REQUIRED WORK
From the passage on student-generated animations below, list each distinct cited work once, giving its authors and year as the passage gives them.

Following this reasoning, there is a clear need to explore what student-generated dynamic representations can reveal about student’s conceptions. Akaygun (2016) claim that student-generated animations can be used as powerful assessment tools, particularly to reveal conceptions of a dynamic character. Detailed tests of such claims, and analyses of the scope for using student-generated multimedia animations to investigate students’ conceptions are clearly warranted (Lowe et al., 2017; Mintzes, Wandersee, & Novak, 2001; Rector et al., 2013).
Stop motion animations in biology education
Stop-motion is an open format and intuitive technique for generating animations is (Hoban & Nielsen, 2010) that has suggested utility for supporting students conceptual development (Farrokhnia, Meulenbroeks, & van Joolingen, 2020) Stop motion is a technique where you physically move objects and photograph them one frame at a time. Displaying the photos in a sequence create the illusion of movement. By re-representing a phenomenon in a series of different modes, the learner has to re-evaluate and develop his or hers ideas (Berg, Orraryd, Pettersson, & Hultén, 2019; Hoban & Nielsen, 2010). The animation is produced by making small changes over a long time, analogously to evolution, which generally involves small, incremental changes over long periods. Therefore, it seems appropriate to investigate the use of this method for generating animations to explain how species change.

GIVEN ENTRIES
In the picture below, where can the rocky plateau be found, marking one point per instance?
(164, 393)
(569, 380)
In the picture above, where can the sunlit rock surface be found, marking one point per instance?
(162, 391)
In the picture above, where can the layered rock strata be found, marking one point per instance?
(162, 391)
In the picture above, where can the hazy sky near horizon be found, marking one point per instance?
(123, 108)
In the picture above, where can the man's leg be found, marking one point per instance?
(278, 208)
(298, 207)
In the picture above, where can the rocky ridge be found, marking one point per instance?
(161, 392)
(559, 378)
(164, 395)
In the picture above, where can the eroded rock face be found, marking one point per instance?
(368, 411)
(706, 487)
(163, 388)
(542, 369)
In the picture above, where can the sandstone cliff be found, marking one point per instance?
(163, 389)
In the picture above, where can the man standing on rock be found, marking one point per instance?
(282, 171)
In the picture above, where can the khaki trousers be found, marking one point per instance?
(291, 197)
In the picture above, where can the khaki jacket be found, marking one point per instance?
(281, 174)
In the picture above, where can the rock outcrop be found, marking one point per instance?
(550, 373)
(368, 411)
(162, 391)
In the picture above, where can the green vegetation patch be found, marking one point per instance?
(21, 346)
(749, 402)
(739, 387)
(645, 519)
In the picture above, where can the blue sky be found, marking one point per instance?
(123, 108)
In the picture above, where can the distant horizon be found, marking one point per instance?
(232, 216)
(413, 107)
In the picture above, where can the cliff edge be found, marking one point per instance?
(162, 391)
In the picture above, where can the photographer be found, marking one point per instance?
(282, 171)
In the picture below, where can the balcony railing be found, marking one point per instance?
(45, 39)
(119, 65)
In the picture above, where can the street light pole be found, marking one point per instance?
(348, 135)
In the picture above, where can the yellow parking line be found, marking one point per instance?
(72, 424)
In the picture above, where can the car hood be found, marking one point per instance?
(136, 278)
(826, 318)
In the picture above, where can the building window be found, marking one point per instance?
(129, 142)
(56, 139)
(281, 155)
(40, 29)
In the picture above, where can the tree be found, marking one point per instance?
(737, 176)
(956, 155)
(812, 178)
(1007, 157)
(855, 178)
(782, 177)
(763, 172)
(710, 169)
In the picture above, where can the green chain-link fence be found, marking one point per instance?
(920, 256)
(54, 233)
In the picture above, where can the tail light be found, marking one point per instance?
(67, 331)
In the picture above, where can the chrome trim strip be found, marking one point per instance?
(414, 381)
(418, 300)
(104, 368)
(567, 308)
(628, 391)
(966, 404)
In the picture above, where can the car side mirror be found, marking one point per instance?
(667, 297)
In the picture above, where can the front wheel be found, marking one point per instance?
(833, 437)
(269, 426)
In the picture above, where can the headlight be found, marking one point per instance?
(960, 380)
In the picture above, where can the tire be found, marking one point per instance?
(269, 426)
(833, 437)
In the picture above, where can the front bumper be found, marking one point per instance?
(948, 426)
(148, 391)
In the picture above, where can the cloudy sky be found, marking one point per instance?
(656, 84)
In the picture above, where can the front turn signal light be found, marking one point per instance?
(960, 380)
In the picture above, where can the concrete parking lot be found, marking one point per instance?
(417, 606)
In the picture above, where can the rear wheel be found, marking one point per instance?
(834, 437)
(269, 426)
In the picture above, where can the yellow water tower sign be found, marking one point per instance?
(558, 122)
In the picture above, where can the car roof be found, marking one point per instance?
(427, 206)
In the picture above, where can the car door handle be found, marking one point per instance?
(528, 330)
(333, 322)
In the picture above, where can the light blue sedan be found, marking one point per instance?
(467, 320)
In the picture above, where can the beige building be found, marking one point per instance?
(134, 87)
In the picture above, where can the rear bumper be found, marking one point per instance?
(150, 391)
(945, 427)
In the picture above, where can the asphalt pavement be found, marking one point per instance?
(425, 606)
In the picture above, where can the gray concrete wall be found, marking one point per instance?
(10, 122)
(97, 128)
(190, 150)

ANSWER FOR THE TASK
- Akaygun (2016)
- Lowe et al., 2017
- Mintzes, Wandersee, & Novak, 2001
- Rector et al., 2013
- Hoban & Nielsen, 2010
- Farrokhnia, Meulenbroeks, & van Joolingen, 2020
- Berg, Orraryd, Pettersson, & Hultén, 2019